Transcribe the following records in full, exactly as shown.

■ ■ ■ ■ ■ ■ ■

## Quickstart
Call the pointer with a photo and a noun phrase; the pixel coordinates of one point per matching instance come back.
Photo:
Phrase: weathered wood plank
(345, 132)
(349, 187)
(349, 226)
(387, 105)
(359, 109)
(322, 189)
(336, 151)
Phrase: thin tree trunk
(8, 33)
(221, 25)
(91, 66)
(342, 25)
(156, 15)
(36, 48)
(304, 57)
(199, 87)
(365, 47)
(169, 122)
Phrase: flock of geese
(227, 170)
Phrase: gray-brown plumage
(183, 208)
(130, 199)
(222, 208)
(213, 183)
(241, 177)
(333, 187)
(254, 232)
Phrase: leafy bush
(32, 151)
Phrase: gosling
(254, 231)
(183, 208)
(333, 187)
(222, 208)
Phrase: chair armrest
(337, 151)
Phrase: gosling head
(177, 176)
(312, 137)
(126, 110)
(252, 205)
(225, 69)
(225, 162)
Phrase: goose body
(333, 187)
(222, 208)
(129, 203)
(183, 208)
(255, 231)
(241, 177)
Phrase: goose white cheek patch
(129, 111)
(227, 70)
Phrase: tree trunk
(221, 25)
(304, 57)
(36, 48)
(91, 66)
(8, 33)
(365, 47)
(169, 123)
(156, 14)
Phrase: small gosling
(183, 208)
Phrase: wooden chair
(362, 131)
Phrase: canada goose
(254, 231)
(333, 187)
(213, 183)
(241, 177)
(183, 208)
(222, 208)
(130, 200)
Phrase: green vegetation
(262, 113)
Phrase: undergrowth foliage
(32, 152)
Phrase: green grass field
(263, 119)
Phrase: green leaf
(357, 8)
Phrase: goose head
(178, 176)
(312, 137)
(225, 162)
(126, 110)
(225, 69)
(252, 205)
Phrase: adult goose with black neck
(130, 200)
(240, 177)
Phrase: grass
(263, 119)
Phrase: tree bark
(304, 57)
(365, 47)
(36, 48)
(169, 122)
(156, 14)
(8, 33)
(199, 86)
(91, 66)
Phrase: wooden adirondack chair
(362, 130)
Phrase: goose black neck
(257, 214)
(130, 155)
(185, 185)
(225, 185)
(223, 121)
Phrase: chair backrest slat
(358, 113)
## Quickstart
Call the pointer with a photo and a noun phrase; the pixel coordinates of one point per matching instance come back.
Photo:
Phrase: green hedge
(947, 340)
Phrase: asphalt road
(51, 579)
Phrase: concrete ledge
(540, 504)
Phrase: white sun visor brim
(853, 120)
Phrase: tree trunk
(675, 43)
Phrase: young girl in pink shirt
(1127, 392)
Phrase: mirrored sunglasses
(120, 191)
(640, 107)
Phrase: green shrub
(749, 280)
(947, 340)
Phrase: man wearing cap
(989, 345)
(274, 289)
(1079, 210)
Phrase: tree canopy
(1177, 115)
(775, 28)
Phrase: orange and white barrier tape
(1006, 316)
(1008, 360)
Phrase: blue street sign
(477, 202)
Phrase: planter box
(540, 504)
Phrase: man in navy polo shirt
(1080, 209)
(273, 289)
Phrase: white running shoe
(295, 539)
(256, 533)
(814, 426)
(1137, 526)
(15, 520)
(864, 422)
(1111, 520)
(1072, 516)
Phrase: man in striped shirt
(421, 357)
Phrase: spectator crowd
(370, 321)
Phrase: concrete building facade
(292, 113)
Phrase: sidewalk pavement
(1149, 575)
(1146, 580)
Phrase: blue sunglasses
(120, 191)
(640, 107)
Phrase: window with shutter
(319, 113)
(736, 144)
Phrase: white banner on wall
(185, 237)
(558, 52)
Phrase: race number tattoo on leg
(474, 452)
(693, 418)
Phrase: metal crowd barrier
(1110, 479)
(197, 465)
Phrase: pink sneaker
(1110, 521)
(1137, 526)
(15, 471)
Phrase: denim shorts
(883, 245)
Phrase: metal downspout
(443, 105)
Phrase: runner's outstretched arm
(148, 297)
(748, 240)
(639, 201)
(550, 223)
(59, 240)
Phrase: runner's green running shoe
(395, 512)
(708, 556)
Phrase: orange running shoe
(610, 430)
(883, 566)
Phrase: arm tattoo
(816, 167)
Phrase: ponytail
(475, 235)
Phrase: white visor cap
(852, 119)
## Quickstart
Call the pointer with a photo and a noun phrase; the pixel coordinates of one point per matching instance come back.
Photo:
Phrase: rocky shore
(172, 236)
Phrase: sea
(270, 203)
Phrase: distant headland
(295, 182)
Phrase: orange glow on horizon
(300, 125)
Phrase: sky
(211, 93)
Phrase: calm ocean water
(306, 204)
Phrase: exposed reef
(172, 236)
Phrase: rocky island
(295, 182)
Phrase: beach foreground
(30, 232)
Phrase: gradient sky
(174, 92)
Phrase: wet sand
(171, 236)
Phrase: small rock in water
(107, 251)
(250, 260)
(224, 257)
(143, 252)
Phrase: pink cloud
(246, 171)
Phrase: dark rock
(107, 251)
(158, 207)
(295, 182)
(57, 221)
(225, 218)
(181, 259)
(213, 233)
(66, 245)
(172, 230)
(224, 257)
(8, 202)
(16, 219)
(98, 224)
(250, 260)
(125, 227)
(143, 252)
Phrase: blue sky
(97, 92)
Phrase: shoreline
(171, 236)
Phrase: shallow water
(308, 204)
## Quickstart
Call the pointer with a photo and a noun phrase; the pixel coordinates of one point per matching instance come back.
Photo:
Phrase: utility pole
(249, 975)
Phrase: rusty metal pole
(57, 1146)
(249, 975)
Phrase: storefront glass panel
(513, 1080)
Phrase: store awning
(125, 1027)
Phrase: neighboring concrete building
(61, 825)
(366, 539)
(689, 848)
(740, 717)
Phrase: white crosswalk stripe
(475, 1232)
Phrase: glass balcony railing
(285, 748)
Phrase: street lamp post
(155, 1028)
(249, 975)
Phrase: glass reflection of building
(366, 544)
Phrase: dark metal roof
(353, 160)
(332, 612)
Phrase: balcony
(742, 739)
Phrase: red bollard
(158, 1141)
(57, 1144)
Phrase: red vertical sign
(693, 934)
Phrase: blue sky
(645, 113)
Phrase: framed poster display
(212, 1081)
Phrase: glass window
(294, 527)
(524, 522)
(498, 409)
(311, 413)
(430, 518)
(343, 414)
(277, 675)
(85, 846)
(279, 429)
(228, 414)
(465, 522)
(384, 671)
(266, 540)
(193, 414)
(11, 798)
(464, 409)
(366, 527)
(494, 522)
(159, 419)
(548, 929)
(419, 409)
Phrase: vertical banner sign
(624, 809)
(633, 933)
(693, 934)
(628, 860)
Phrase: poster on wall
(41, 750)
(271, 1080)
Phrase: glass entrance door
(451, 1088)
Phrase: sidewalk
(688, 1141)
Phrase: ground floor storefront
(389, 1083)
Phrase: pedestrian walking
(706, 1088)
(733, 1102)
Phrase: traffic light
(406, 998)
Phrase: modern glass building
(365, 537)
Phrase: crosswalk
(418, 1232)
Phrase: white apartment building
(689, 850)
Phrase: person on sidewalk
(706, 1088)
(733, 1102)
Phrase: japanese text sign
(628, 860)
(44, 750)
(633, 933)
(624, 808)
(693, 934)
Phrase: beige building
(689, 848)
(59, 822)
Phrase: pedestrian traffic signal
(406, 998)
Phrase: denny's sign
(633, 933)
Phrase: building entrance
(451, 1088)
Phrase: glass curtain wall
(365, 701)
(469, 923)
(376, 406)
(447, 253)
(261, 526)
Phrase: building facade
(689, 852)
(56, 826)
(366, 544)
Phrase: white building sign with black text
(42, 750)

■ ■ ■ ■ ■ ■ ■

# [ANSWER FOR THE TASK]
## Quickstart
Call the pointer with a photo and a noun phrase; the pixel coordinates of one point per matching instance come back.
Photo:
Phrase: weathered wood plank
(345, 132)
(349, 187)
(349, 226)
(387, 105)
(359, 109)
(322, 189)
(336, 151)
Phrase: thin tree trunk
(8, 33)
(221, 25)
(91, 66)
(342, 25)
(156, 15)
(36, 48)
(304, 57)
(199, 87)
(365, 47)
(169, 122)
Phrase: flock of geese
(227, 170)
Phrase: gray-brown plumage
(183, 208)
(130, 199)
(222, 208)
(213, 183)
(241, 177)
(333, 187)
(254, 232)
Phrase: leafy bush
(32, 151)
Phrase: gosling
(254, 231)
(183, 208)
(333, 187)
(222, 208)
Phrase: chair armrest
(337, 151)
Phrase: gosling head
(177, 176)
(312, 137)
(126, 110)
(252, 205)
(225, 69)
(225, 162)
Phrase: goose body
(333, 187)
(222, 208)
(129, 203)
(183, 208)
(255, 231)
(241, 177)
Phrase: goose white cheek patch
(129, 111)
(227, 70)
Phrase: tree trunk
(221, 25)
(304, 57)
(36, 48)
(91, 66)
(8, 33)
(365, 47)
(169, 123)
(156, 14)
Phrase: small gosling
(183, 208)
Phrase: wooden chair
(362, 131)
Phrase: canada goose
(254, 231)
(333, 187)
(213, 183)
(241, 177)
(183, 208)
(222, 208)
(130, 200)
Phrase: green vegetation
(262, 113)
Phrase: undergrowth foliage
(32, 152)
Phrase: green grass field
(263, 119)
Phrase: green leaf
(357, 8)
Phrase: goose head
(178, 176)
(312, 137)
(225, 162)
(126, 110)
(225, 69)
(252, 205)
Phrase: adult goose with black neck
(130, 200)
(240, 177)
Phrase: grass
(263, 119)
Phrase: tree bark
(304, 57)
(365, 47)
(36, 48)
(169, 122)
(156, 14)
(8, 33)
(199, 86)
(91, 66)
Phrase: wooden adirondack chair
(362, 130)
Phrase: goose black neck
(257, 214)
(130, 155)
(185, 185)
(225, 185)
(223, 121)
Phrase: chair backrest slat
(358, 113)
## Quickstart
Call the pointer with a photo and a noun phrase; the pixel coordinates of one point per matching instance come back.
Photo:
Phrase: green hedge
(947, 340)
Phrase: asphalt road
(51, 579)
Phrase: concrete ledge
(540, 504)
Phrase: white sun visor brim
(853, 120)
Phrase: tree trunk
(675, 43)
Phrase: young girl in pink shirt
(1127, 392)
Phrase: mirrored sunglasses
(120, 191)
(640, 107)
Phrase: green shrub
(749, 280)
(947, 340)
Phrase: man wearing cap
(989, 345)
(274, 289)
(1079, 210)
Phrase: tree canopy
(1177, 115)
(775, 28)
Phrase: orange and white barrier tape
(1006, 316)
(1008, 360)
Phrase: blue street sign
(477, 202)
Phrase: planter box
(540, 504)
Phrase: man in navy polo shirt
(1080, 209)
(273, 289)
Phrase: white running shoe
(295, 539)
(256, 533)
(814, 426)
(1137, 526)
(15, 520)
(864, 422)
(1111, 520)
(1072, 516)
Phrase: man in striped shirt
(421, 357)
Phrase: spectator crowd
(370, 321)
Phrase: concrete building facade
(292, 113)
Phrase: sidewalk pavement
(1149, 575)
(1146, 580)
Phrase: blue sunglasses
(120, 191)
(640, 107)
Phrase: window with shutter
(319, 113)
(736, 144)
Phrase: white banner on wall
(185, 237)
(558, 52)
Phrase: race number tattoo on leg
(474, 452)
(693, 418)
Phrase: metal crowd barrier
(1110, 479)
(197, 465)
Phrase: pink sneaker
(1110, 521)
(1137, 526)
(15, 471)
Phrase: denim shorts
(883, 245)
Phrase: metal downspout
(443, 105)
Phrase: runner's outstretched arm
(148, 297)
(748, 240)
(639, 201)
(550, 223)
(59, 240)
Phrase: runner's green running shoe
(395, 512)
(708, 556)
Phrase: orange running shoe
(610, 430)
(883, 566)
Phrase: arm tattoo
(816, 167)
Phrase: ponytail
(475, 235)
Phrase: white visor cap
(852, 119)
## Quickstart
Call the pointer with a photo and a noun phrase; the pixel coordinates of one point per matching instance come back.
Photo:
Phrase: rocky shore
(172, 236)
Phrase: sea
(270, 203)
Phrase: distant headland
(295, 182)
Phrase: orange glow on horizon
(300, 125)
Phrase: sky
(211, 93)
Phrase: calm ocean water
(306, 204)
Phrase: exposed reef
(172, 236)
Phrase: rocky island
(295, 182)
Phrase: beach foreground
(30, 232)
Phrase: gradient sky
(174, 92)
Phrase: wet sand
(171, 236)
Phrase: small rock in water
(107, 251)
(250, 260)
(224, 257)
(143, 252)
Phrase: pink cloud
(246, 171)
Phrase: dark rock
(107, 251)
(158, 207)
(295, 182)
(57, 221)
(225, 218)
(181, 259)
(213, 233)
(66, 245)
(172, 230)
(224, 257)
(8, 202)
(16, 219)
(98, 224)
(250, 260)
(125, 227)
(143, 252)
Phrase: blue sky
(97, 92)
Phrase: shoreline
(171, 236)
Phrase: shallow water
(308, 204)
## Quickstart
Call the pointer with a photo and a noun phrase; the pixel coordinates of one point per matching instance come back.
Photo:
Phrase: utility pole
(249, 975)
Phrase: rusty metal pole
(57, 1146)
(249, 975)
Phrase: storefront glass panel
(513, 1080)
Phrase: store awning
(125, 1027)
Phrase: neighboring concrete building
(61, 825)
(366, 539)
(689, 848)
(740, 717)
Phrase: white crosswalk stripe
(475, 1232)
Phrase: glass balcony railing
(285, 748)
Phrase: street lamp post
(155, 1028)
(249, 975)
Phrase: glass reflection of building
(366, 544)
Phrase: dark metal roof
(353, 160)
(332, 612)
Phrase: balcony
(742, 739)
Phrase: red bollard
(158, 1141)
(57, 1144)
Phrase: red vertical sign
(693, 934)
Phrase: blue sky
(645, 113)
Phrase: framed poster display
(212, 1081)
Phrase: glass window
(294, 527)
(524, 522)
(498, 409)
(311, 413)
(430, 518)
(343, 414)
(277, 675)
(85, 846)
(279, 429)
(228, 414)
(465, 522)
(384, 671)
(266, 540)
(193, 414)
(11, 798)
(464, 409)
(366, 527)
(494, 522)
(159, 419)
(548, 929)
(419, 409)
Phrase: vertical banner sign
(624, 809)
(633, 933)
(693, 934)
(628, 860)
Phrase: poster on wall
(41, 750)
(271, 1080)
Phrase: glass entrance door
(451, 1088)
Phrase: sidewalk
(688, 1141)
Phrase: ground floor storefront
(389, 1083)
Phrase: pedestrian walking
(706, 1088)
(733, 1102)
Phrase: traffic light
(406, 998)
Phrase: modern glass building
(365, 537)
Phrase: crosswalk
(418, 1232)
Phrase: white apartment building
(689, 850)
Phrase: person on sidewalk
(706, 1088)
(733, 1102)
Phrase: japanese text sign
(628, 860)
(44, 750)
(633, 933)
(624, 808)
(693, 934)
Phrase: beige building
(689, 848)
(59, 822)
Phrase: pedestrian traffic signal
(406, 998)
Phrase: denny's sign
(633, 933)
Phrase: building entrance
(451, 1088)
Phrase: glass curtain wall
(365, 701)
(469, 923)
(376, 406)
(447, 253)
(261, 526)
Phrase: building facade
(689, 852)
(56, 826)
(366, 544)
Phrase: white building sign with black text
(42, 750)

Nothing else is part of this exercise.